Exercise goal: Copy every line below that has the word "duckling" in it.

[Saved entries]
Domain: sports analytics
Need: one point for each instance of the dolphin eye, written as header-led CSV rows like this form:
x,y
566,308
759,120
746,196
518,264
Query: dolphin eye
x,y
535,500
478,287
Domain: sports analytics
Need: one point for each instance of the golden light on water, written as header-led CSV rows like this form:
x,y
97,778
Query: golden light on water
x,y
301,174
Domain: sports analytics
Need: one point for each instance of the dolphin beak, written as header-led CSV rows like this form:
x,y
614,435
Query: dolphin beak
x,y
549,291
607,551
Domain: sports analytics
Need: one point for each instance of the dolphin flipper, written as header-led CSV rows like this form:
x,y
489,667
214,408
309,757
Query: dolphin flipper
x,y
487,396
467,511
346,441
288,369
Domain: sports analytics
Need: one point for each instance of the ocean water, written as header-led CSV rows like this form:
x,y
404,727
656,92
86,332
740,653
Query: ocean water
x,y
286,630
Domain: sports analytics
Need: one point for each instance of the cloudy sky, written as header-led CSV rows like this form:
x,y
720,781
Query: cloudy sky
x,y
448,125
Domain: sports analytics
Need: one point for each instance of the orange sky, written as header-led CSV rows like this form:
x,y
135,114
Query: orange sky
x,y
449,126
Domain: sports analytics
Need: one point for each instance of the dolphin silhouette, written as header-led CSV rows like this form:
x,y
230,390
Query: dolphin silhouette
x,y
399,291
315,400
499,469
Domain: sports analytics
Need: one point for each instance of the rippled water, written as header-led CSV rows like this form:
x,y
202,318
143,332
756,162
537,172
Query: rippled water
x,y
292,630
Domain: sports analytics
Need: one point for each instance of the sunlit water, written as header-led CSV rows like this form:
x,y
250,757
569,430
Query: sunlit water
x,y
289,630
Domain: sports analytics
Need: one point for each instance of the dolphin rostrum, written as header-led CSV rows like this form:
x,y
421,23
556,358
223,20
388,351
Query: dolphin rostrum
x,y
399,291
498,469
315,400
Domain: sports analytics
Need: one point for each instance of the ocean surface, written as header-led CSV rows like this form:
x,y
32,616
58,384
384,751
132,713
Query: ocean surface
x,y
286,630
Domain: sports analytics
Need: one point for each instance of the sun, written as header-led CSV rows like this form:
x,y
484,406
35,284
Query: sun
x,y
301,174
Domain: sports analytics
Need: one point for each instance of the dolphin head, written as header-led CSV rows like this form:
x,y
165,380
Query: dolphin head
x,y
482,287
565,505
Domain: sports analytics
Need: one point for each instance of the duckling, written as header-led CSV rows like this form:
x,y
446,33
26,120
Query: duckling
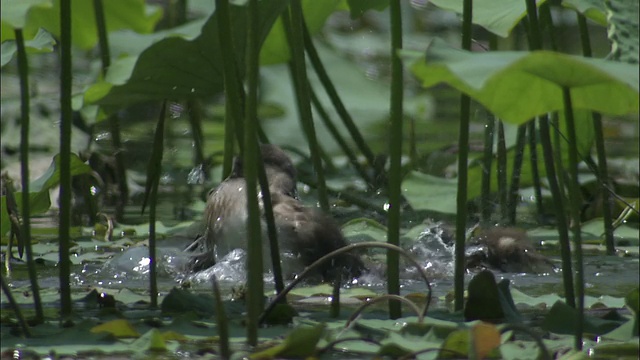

Response box:
Need: one point for each instance of the duckling, written as header-led CSV rows like this form:
Query: duckling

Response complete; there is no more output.